FRAGMENTO SELECCIONADO:
= = = = =

En los últimos años, creció el número de personas que deciden reducir o eliminar las harinas de su alimentación. Esta tendencia, que antes estaba más asociada a dietas específicas, hoy abarca a un público diverso que busca mejorar su salud, controlar su peso o aliviar molestias digestivas.
Uno de los principales motivos es el control de peso. Las harinas refinadas, presentes en panes, pastas y repostería, aportan calorías rápidas y de bajo valor nutricional. Al reducir su consumo, muchas personas experimentan una disminución en la ingesta calórica total y, con ello, pérdida de peso.
Otro factor clave es la salud digestiva. Para quienes padecen celiaquía o sensibilidad al gluten no celíaca, eliminar las harinas que contienen trigo, cebada o centeno es fundamental para evitar inflamación, dolor abdominal, diarrea o fatiga. Incluso en personas sin diagnósticos clínicos, algunos refieren sentirse más livianos y con menos hinchazón al limitar su consumo.

= = = = =

TAREA POR COMPLETAR: Continúa el texto sobre las harinas a partir del punto en que termina. Los registros son un material aparte del texto sobre las harinas.

Ítems listados en un conjunto de datos:
= = = = =

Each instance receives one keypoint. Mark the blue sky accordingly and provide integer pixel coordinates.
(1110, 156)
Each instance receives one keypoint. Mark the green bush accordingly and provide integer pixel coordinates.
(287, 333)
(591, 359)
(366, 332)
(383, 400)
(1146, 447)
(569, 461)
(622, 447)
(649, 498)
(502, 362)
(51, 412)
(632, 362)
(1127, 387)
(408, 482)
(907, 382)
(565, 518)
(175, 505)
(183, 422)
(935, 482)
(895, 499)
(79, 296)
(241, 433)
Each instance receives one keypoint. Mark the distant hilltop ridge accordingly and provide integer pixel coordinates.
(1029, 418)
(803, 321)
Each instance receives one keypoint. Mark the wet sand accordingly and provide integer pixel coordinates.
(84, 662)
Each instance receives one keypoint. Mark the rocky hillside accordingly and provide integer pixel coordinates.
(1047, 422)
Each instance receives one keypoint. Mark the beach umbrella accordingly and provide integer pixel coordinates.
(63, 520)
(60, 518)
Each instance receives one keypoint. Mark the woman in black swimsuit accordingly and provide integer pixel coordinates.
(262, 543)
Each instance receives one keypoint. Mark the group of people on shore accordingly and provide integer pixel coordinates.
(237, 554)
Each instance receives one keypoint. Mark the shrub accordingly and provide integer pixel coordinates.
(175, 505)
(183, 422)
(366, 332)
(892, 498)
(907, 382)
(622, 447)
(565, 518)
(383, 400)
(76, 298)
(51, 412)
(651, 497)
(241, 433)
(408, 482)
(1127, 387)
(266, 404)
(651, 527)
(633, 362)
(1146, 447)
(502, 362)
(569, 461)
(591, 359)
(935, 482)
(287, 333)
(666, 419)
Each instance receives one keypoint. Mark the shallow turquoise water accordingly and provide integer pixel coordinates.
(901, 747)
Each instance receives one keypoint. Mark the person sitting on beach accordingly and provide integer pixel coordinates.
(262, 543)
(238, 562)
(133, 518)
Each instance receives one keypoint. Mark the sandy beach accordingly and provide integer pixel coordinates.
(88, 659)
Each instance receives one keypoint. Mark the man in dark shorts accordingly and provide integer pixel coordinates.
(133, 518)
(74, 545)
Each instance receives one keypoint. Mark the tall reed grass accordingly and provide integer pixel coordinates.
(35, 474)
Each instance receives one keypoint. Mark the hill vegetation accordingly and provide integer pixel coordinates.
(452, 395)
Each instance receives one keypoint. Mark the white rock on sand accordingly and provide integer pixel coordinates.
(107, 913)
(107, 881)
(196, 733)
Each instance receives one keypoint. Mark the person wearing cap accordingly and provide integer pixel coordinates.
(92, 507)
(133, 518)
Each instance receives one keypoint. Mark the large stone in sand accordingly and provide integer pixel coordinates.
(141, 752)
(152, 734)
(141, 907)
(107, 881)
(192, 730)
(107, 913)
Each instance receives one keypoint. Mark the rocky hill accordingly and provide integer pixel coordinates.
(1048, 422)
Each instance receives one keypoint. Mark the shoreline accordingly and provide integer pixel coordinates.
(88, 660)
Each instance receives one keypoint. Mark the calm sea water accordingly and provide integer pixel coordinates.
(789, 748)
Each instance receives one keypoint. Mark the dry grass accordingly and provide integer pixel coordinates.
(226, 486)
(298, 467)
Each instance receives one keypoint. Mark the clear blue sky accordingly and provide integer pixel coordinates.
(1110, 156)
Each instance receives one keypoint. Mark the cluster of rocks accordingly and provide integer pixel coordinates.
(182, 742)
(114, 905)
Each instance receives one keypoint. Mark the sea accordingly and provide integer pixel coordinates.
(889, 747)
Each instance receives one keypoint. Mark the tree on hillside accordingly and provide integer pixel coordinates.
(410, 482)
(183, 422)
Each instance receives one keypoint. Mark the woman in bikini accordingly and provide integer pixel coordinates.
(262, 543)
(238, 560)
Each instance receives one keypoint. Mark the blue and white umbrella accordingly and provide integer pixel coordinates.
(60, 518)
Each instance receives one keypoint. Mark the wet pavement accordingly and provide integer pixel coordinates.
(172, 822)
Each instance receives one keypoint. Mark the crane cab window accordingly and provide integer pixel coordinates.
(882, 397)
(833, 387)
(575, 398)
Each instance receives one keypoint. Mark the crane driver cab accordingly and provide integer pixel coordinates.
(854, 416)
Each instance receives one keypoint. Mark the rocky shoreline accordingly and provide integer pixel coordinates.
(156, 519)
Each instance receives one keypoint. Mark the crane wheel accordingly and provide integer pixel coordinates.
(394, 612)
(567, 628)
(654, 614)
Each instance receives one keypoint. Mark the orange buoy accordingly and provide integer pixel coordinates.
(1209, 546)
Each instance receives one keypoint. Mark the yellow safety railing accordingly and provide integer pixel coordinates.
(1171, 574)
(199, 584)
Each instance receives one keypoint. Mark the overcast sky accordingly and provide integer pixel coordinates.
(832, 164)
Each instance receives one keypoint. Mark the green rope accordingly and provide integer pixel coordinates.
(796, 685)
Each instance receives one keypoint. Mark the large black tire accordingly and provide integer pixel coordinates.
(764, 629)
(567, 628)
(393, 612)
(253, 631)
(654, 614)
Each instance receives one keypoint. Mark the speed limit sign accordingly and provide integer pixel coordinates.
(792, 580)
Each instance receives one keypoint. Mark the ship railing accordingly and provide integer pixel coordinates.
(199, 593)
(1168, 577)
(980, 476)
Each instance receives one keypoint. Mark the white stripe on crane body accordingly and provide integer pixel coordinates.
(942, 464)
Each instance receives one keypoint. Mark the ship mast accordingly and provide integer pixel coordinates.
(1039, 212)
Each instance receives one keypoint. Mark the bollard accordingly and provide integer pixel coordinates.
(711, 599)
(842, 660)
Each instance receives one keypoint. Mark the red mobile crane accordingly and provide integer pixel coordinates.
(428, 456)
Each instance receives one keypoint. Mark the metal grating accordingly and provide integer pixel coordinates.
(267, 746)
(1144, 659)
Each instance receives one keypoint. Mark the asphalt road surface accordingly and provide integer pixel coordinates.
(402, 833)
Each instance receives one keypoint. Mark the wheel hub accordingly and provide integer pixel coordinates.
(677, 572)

= = = = =

RESPUESTA PROPUESTA:
En paralelo, está el impacto sobre la energía y el rendimiento. Las harinas refinadas provocan picos y caídas bruscas de glucosa en sangre, lo que se traduce en sensación de cansancio. Sustituirlas por carbohidratos complejos como legumbres, vegetales y granos enteros puede estabilizar el nivel energético a lo largo del día.
A nivel preventivo, ciertos estudios asocian el exceso de harinas procesadas con un mayor riesgo de enfermedades metabólicas como diabetes tipo 2 y síndrome metabólico. Esto lleva a que médicos y nutricionistas recomienden moderar su consumo y priorizar alimentos integrales y sin procesar.
Si bien eliminar las harinas no es necesario para todas las personas, especialistas aconsejan hacerlo de forma planificada, asegurando la incorporación de otros carbohidratos y fibras para mantener una dieta equilibrada.